┌──

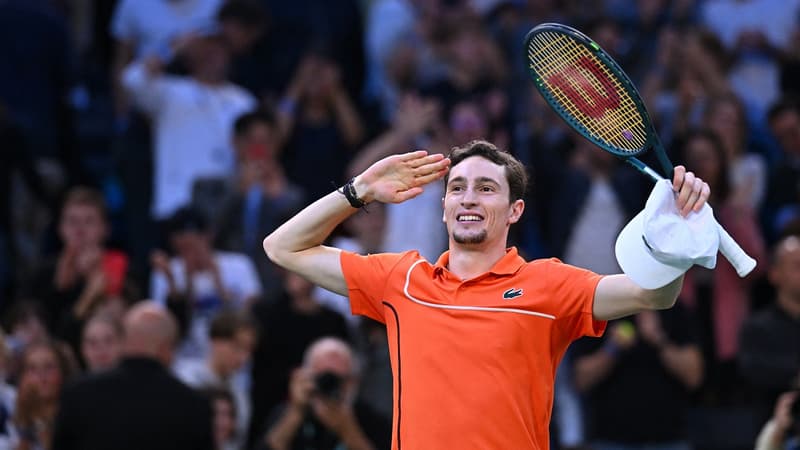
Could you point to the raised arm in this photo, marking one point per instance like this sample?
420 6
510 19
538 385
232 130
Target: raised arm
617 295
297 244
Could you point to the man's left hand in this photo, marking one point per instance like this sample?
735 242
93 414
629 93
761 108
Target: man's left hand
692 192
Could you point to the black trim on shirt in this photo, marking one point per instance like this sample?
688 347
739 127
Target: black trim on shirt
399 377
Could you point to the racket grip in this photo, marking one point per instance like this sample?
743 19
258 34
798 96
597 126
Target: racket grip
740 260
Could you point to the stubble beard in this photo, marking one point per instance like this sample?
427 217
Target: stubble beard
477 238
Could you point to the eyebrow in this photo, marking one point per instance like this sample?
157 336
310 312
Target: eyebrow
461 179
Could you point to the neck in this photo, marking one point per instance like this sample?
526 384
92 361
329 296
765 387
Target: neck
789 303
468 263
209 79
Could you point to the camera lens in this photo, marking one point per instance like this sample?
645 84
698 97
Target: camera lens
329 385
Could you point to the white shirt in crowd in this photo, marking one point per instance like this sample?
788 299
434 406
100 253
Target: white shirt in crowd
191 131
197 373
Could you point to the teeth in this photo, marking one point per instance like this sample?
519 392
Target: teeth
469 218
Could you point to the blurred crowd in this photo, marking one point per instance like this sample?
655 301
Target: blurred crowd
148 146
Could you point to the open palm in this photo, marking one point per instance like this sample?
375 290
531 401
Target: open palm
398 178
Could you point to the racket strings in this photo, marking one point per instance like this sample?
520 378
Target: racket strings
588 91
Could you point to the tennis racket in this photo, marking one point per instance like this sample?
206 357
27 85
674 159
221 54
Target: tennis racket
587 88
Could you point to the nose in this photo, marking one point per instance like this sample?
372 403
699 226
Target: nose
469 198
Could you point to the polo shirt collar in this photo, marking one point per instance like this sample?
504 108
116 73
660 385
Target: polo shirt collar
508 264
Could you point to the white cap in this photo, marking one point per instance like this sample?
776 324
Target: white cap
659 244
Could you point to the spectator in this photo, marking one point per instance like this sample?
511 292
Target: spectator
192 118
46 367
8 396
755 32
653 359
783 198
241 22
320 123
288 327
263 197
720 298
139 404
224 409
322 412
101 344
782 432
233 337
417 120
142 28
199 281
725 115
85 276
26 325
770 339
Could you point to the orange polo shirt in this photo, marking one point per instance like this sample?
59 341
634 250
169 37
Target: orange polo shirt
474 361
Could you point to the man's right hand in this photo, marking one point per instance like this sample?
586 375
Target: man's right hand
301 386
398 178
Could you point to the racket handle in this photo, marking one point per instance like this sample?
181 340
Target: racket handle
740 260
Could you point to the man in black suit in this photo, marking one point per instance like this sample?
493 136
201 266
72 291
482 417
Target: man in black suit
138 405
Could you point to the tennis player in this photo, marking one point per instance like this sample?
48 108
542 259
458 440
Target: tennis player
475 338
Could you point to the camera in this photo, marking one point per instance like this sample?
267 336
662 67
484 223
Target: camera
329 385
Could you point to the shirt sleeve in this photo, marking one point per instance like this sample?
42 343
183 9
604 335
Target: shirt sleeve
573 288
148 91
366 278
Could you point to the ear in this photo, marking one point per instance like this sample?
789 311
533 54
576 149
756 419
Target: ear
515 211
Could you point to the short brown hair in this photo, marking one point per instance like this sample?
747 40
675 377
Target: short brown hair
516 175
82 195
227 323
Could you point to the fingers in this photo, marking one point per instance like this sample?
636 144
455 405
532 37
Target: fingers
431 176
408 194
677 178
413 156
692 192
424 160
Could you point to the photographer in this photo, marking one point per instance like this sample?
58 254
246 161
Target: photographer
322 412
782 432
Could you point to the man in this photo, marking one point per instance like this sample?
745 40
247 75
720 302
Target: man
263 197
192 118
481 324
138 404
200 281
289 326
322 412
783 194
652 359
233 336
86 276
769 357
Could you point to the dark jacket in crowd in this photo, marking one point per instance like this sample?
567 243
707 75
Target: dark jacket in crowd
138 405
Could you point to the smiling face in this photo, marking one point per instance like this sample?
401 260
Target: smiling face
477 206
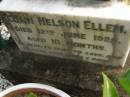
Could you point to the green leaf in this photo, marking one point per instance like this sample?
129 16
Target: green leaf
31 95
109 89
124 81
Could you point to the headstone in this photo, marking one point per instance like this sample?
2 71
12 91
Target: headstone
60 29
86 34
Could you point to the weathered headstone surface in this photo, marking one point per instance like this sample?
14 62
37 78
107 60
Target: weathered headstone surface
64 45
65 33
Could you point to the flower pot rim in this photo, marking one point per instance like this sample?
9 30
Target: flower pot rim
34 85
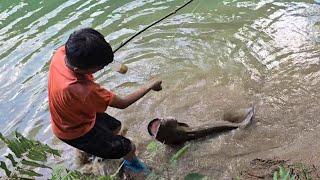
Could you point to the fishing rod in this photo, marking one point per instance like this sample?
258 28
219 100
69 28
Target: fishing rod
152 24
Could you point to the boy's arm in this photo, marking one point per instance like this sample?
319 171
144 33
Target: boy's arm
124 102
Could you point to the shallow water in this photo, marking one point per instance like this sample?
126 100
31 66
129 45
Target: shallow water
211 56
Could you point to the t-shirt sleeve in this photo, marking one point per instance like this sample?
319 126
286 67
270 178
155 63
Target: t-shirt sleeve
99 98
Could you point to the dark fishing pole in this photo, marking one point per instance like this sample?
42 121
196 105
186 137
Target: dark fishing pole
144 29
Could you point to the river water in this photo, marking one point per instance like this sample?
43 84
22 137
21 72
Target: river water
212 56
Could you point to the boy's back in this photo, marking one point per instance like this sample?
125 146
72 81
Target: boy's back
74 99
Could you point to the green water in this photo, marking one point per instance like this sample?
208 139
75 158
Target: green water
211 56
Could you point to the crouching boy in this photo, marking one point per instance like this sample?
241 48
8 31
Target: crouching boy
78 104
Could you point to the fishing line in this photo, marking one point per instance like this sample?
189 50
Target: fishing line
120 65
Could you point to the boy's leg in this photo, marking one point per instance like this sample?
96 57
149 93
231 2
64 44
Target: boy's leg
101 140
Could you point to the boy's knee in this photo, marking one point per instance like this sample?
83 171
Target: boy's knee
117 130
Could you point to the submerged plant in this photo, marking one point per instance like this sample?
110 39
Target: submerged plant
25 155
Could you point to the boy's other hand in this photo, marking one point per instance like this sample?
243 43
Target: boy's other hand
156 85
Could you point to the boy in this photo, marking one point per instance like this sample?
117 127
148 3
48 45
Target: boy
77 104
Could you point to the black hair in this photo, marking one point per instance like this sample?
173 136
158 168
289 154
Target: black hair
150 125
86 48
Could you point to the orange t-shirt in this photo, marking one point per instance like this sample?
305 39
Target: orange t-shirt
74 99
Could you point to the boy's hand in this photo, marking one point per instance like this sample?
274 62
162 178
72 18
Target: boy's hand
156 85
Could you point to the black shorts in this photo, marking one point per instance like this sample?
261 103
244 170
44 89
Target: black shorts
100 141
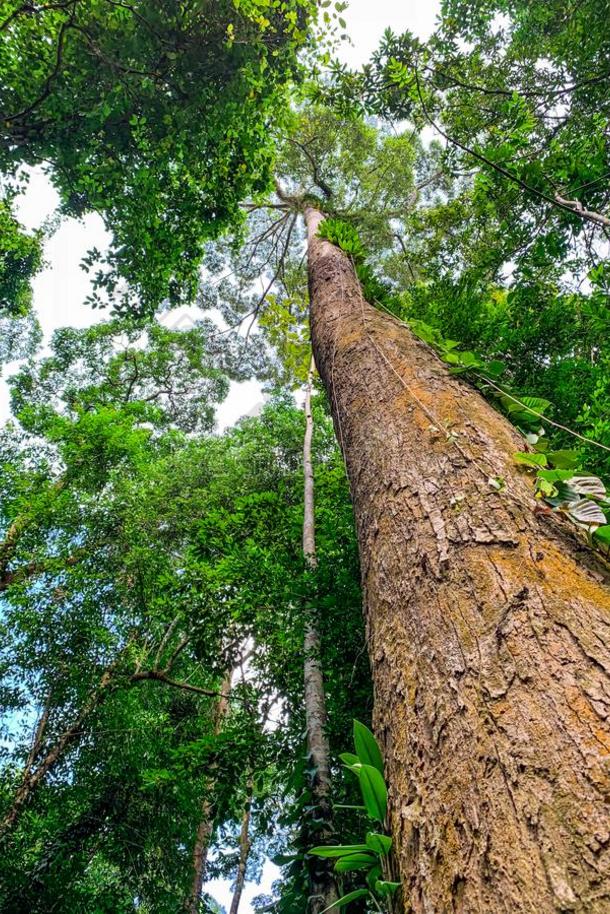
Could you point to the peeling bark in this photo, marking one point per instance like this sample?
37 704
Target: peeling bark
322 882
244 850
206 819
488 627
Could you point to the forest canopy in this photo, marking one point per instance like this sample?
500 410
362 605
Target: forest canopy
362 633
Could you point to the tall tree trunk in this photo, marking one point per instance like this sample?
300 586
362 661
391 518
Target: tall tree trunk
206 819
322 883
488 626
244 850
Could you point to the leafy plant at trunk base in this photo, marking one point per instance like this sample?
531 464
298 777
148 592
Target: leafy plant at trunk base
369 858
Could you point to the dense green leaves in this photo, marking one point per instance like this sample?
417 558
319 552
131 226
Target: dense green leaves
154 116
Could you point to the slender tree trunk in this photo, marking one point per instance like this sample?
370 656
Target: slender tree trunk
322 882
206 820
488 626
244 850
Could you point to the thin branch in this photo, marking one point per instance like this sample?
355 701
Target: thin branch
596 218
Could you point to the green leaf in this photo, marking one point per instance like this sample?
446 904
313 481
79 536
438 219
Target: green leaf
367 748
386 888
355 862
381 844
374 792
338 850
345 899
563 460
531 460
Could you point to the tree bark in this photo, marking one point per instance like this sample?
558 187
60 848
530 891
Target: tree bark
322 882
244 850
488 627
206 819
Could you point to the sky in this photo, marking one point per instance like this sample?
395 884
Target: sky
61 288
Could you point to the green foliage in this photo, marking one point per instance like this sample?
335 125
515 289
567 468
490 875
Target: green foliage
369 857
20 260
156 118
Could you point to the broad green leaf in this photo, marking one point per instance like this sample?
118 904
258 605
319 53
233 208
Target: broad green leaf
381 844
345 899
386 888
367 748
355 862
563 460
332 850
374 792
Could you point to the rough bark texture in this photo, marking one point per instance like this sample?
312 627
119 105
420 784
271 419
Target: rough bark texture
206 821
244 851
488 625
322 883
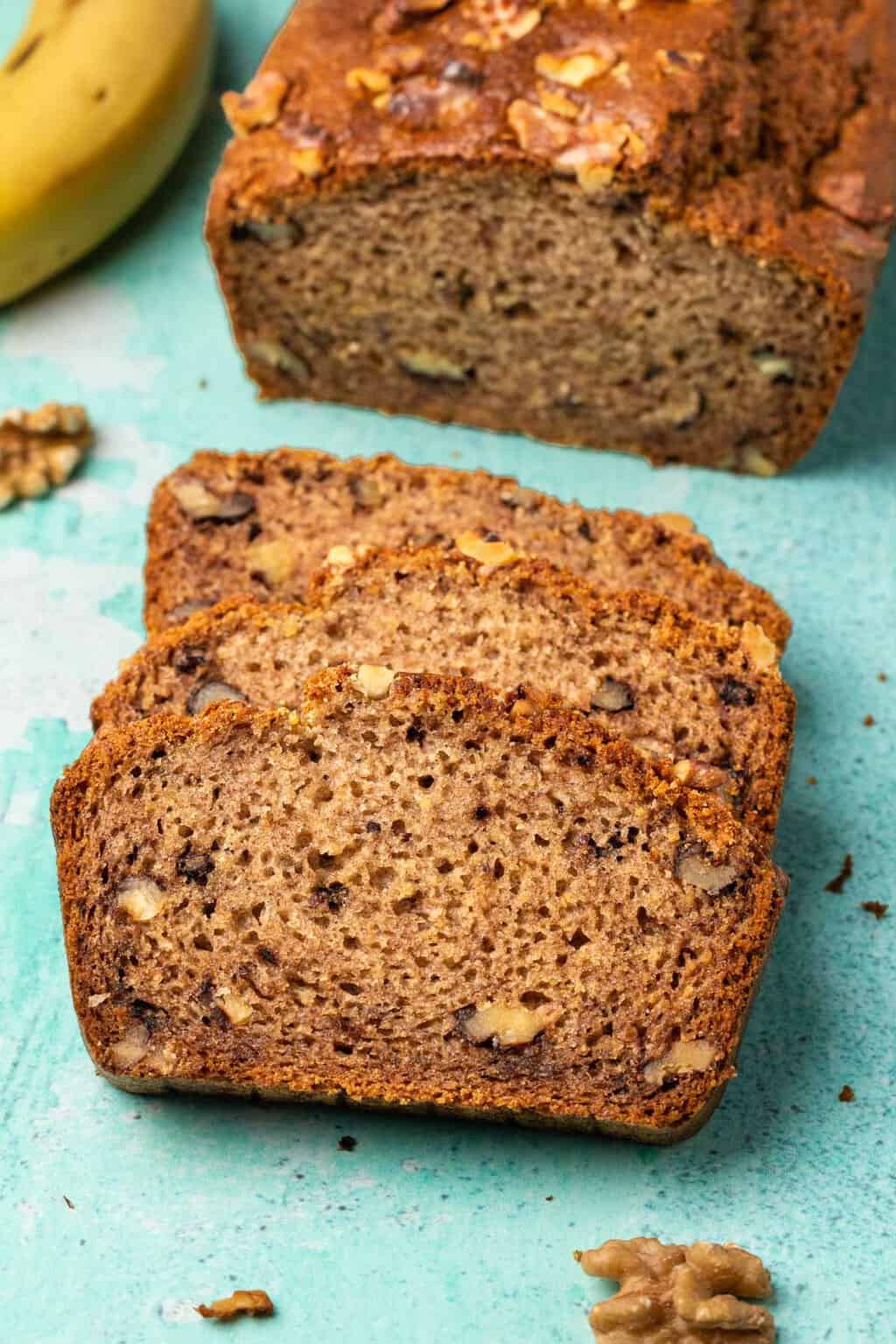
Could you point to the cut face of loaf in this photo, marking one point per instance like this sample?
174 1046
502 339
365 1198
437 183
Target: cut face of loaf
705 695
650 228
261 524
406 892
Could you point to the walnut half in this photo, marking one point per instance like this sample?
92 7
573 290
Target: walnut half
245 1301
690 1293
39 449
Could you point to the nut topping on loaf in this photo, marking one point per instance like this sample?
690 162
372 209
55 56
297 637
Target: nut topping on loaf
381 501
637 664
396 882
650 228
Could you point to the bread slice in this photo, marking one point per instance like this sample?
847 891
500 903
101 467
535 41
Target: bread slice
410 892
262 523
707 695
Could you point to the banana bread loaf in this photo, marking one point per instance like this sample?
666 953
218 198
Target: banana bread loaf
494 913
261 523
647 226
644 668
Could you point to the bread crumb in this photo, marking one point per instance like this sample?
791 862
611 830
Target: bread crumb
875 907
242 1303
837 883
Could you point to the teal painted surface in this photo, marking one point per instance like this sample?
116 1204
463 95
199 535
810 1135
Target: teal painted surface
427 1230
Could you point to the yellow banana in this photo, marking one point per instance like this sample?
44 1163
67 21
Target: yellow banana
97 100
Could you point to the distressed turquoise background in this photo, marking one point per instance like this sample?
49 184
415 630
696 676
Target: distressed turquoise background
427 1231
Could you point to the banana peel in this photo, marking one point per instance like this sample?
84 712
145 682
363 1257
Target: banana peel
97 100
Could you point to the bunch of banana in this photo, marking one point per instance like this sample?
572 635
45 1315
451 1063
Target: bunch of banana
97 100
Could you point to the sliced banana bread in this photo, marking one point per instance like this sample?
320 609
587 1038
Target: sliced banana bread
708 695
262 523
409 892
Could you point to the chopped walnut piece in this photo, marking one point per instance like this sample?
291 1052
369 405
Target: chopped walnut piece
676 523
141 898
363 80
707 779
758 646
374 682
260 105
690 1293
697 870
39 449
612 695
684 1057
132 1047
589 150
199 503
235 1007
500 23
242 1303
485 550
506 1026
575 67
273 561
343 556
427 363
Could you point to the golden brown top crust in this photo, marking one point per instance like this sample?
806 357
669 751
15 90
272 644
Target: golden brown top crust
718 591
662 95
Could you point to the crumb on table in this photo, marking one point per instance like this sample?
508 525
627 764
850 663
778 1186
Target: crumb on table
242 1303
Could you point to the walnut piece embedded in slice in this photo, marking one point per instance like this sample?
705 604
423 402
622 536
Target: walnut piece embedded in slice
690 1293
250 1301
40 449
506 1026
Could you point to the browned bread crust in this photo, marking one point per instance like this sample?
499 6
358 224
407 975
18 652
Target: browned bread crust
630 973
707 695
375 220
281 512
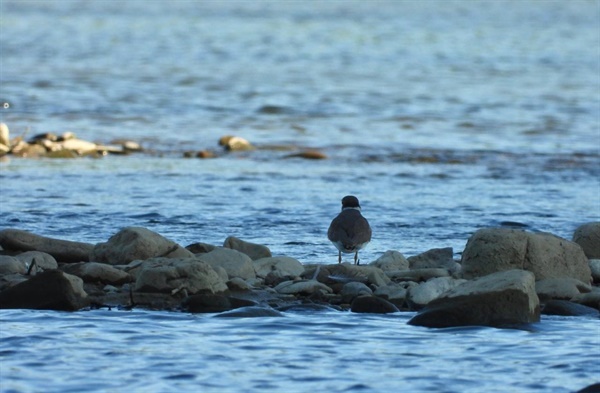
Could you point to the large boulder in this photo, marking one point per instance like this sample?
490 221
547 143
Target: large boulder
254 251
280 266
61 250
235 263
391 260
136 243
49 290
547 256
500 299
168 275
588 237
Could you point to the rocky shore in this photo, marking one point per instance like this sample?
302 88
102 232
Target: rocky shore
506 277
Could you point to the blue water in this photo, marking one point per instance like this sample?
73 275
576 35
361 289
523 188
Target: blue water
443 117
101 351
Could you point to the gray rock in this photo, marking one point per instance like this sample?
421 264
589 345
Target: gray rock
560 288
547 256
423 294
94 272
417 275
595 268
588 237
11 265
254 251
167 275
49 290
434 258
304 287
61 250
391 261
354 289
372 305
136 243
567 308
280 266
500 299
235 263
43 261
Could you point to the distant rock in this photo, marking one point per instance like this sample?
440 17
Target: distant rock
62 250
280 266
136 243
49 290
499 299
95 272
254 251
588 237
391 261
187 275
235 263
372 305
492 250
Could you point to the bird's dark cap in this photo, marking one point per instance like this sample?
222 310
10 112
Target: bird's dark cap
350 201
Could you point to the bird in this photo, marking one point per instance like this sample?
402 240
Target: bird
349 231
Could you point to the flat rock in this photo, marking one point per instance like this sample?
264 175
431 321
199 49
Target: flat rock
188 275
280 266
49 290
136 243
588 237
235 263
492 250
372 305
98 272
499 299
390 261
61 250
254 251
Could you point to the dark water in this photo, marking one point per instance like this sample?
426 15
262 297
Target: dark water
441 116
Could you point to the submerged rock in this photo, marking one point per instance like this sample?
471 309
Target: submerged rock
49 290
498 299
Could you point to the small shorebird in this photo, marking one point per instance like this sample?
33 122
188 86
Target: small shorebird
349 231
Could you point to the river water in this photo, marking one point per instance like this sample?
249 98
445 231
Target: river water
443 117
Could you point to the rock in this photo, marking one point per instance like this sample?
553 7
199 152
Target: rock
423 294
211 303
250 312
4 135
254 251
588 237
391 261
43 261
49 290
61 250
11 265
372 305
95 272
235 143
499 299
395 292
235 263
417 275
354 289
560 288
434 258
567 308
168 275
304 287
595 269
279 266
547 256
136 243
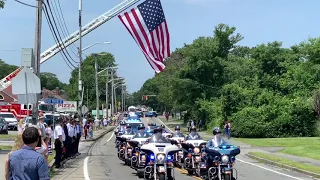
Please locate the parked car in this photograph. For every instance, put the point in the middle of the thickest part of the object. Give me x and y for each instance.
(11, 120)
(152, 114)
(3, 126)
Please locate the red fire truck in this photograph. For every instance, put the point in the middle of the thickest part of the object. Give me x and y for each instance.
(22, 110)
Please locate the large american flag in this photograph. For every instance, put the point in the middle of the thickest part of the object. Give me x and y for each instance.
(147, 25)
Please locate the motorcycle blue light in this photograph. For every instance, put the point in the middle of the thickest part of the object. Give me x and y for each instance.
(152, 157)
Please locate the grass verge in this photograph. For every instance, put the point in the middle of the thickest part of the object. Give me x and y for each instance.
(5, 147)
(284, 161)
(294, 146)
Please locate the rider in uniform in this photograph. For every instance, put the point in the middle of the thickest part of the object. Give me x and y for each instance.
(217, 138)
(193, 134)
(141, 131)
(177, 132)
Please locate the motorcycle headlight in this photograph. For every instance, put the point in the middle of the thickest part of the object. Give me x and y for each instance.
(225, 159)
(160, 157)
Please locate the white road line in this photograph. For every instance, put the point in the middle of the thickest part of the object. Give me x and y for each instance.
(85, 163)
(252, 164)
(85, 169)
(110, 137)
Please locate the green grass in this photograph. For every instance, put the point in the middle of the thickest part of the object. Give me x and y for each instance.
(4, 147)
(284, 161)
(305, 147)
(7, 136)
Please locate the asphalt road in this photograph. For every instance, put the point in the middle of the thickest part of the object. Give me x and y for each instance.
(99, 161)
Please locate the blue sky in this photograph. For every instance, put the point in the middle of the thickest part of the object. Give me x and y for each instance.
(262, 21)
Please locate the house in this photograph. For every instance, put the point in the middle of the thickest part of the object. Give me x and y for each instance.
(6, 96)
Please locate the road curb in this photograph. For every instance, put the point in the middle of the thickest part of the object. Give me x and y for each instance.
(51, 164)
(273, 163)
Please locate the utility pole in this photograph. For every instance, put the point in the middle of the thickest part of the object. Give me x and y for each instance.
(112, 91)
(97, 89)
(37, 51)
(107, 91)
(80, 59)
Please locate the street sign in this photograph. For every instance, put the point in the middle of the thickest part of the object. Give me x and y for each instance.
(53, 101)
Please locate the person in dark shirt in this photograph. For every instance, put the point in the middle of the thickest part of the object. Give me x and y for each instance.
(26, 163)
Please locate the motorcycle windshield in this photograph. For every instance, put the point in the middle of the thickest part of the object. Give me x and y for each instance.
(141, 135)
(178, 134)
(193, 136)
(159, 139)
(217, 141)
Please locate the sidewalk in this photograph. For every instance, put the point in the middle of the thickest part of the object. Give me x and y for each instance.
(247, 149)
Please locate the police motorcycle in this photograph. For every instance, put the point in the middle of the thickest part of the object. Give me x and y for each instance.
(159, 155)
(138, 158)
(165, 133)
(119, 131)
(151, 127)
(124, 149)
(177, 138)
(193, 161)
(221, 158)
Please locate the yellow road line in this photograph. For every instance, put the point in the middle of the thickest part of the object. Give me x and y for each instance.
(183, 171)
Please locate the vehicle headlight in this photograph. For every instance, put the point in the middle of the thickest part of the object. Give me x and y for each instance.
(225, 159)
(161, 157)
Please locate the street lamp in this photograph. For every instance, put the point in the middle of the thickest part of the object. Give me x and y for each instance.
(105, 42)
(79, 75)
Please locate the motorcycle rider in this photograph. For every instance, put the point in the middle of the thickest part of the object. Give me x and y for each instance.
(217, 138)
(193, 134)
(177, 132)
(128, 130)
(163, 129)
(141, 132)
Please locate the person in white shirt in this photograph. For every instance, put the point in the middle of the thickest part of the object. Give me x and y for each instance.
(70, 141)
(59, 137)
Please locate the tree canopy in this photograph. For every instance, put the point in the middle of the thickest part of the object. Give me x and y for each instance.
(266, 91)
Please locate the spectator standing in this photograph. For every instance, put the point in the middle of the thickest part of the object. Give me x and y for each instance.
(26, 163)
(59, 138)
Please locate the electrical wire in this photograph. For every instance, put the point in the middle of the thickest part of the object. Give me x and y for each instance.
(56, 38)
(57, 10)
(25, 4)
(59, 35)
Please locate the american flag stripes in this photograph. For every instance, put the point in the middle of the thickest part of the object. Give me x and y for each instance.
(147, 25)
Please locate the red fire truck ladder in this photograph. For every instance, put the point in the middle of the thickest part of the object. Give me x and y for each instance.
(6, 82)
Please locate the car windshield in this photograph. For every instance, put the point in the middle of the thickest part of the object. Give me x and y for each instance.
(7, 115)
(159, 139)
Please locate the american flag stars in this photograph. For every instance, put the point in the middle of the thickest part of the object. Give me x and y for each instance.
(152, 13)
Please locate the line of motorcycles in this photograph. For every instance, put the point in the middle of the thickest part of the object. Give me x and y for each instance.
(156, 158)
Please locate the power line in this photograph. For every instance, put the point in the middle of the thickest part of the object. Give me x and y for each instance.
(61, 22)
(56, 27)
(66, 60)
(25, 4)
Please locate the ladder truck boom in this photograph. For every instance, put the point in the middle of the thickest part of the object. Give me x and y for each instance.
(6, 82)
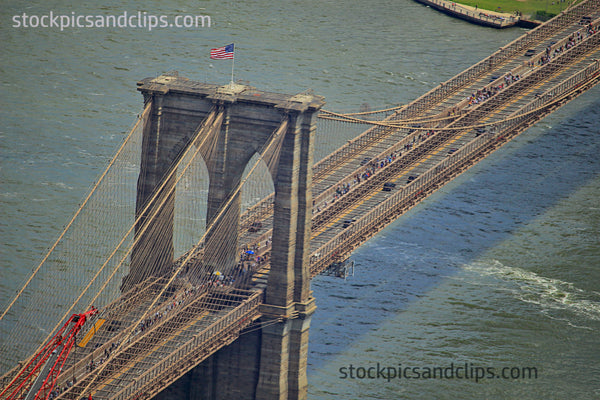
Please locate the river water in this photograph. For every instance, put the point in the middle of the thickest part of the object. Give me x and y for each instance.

└──

## TASK DETAILS:
Print the data exactly, from its first line to the line containing "Could you point to the man's left", both included. Omit the pictures.

## EXERCISE RESULT:
Could you point to the raised arm in this photo, marking one point per instance like this sample?
420 6
510 19
538 385
232 130
Target: raised arm
617 295
297 244
Could you point to the man's left hand in this photo, marking one point per instance like this sample?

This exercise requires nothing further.